EXERCISE MATERIALS section start
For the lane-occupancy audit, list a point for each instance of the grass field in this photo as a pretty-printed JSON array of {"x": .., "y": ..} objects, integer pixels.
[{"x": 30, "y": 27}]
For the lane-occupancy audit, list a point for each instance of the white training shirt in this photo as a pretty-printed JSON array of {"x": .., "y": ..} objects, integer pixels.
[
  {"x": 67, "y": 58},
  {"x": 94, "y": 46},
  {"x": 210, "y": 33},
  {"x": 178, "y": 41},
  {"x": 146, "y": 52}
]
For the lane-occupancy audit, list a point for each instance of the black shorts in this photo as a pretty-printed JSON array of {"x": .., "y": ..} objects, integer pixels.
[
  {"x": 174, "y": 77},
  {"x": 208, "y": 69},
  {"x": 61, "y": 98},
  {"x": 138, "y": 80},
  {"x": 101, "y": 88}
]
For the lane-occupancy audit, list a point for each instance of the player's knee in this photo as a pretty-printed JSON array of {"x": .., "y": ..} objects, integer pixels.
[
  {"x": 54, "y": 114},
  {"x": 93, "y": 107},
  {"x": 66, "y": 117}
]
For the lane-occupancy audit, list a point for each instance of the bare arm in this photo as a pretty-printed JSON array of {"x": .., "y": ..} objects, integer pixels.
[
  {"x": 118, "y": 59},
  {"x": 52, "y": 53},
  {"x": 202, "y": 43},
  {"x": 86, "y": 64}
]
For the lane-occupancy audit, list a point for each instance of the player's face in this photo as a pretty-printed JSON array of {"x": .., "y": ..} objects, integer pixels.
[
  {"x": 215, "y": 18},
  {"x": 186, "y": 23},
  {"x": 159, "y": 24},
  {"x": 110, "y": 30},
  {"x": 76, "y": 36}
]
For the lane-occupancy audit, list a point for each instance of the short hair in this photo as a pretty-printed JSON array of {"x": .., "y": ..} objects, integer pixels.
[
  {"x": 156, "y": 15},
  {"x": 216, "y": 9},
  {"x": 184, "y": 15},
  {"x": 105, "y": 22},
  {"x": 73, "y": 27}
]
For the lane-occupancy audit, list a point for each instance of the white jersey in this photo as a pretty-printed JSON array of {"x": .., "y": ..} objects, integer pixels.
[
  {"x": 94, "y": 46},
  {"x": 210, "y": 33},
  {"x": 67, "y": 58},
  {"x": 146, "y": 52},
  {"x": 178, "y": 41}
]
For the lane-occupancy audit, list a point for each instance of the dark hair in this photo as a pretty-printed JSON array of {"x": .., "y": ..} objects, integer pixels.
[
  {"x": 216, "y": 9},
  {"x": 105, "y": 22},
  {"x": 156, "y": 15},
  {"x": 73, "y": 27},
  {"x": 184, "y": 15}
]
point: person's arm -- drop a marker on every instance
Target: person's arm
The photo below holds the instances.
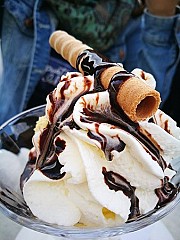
EXERCISE MATERIALS section end
# EXERCISE GOAL:
From the material above, reproduce everything verbatim except the pictures.

# SOLUTION TO THE PROBLEM:
For the lane-occupancy audit, list a point for each instance of the grass field in this photo as a pretty-printed JSON array of {"x": .., "y": ..} objects, integer pixels.
[{"x": 30, "y": 27}]
For the lane-occupancy audit, list a point for each instance of the white training shirt in this photo as a pretty-printed JSON array of {"x": .., "y": ..} objects, integer pixels.
[
  {"x": 67, "y": 58},
  {"x": 94, "y": 46},
  {"x": 210, "y": 33},
  {"x": 178, "y": 41},
  {"x": 146, "y": 52}
]
For the lane-occupancy audit, list a point for each instance of the black shorts in this photo as a pretty-printed JSON array of {"x": .., "y": ..} objects, integer pixels.
[
  {"x": 174, "y": 77},
  {"x": 208, "y": 69},
  {"x": 61, "y": 98},
  {"x": 138, "y": 80},
  {"x": 101, "y": 88}
]
For the lane-occupancy audit, list a point for each instance of the player's knee in this photo as a pretty-printed JSON array of {"x": .., "y": ..} objects, integer pixels.
[
  {"x": 54, "y": 114},
  {"x": 93, "y": 107},
  {"x": 66, "y": 117}
]
For the lane-occupancy audit, list a point for each instance of the bare arm in this photo as a pretty-printed JSON array of {"x": .., "y": ..} objects, integer pixels.
[
  {"x": 118, "y": 59},
  {"x": 52, "y": 53},
  {"x": 202, "y": 43},
  {"x": 86, "y": 64}
]
For the lane-occupancy audit, list a point for each instance of the player's face in this photo as a pretty-printed JSON array of {"x": .., "y": ..} objects, integer pixels.
[
  {"x": 215, "y": 18},
  {"x": 186, "y": 23},
  {"x": 159, "y": 24},
  {"x": 110, "y": 30},
  {"x": 76, "y": 36}
]
For the lane-occupancy audit, list a point for each instance of the short hair in this photo as a pretty-printed JSON array of {"x": .., "y": ..} objects, integer pixels.
[
  {"x": 156, "y": 15},
  {"x": 216, "y": 9},
  {"x": 184, "y": 15},
  {"x": 105, "y": 22},
  {"x": 73, "y": 27}
]
For the lane-occupancy audit, list a point for each instance of the white jersey in this photo as a pretty-printed JSON array of {"x": .., "y": ..} objects, integer pixels.
[
  {"x": 94, "y": 46},
  {"x": 210, "y": 33},
  {"x": 67, "y": 58},
  {"x": 146, "y": 52},
  {"x": 178, "y": 41}
]
For the lane-occupancy audit, list a point for each instance of the dark hair in this photo as a pretty-printed JSON array of {"x": .., "y": ..} objects, integer pixels.
[
  {"x": 216, "y": 9},
  {"x": 105, "y": 22},
  {"x": 156, "y": 15},
  {"x": 73, "y": 27},
  {"x": 184, "y": 15}
]
point: person's arm -- drop a marker on every instance
Target: person's arm
The photo below holds the instances.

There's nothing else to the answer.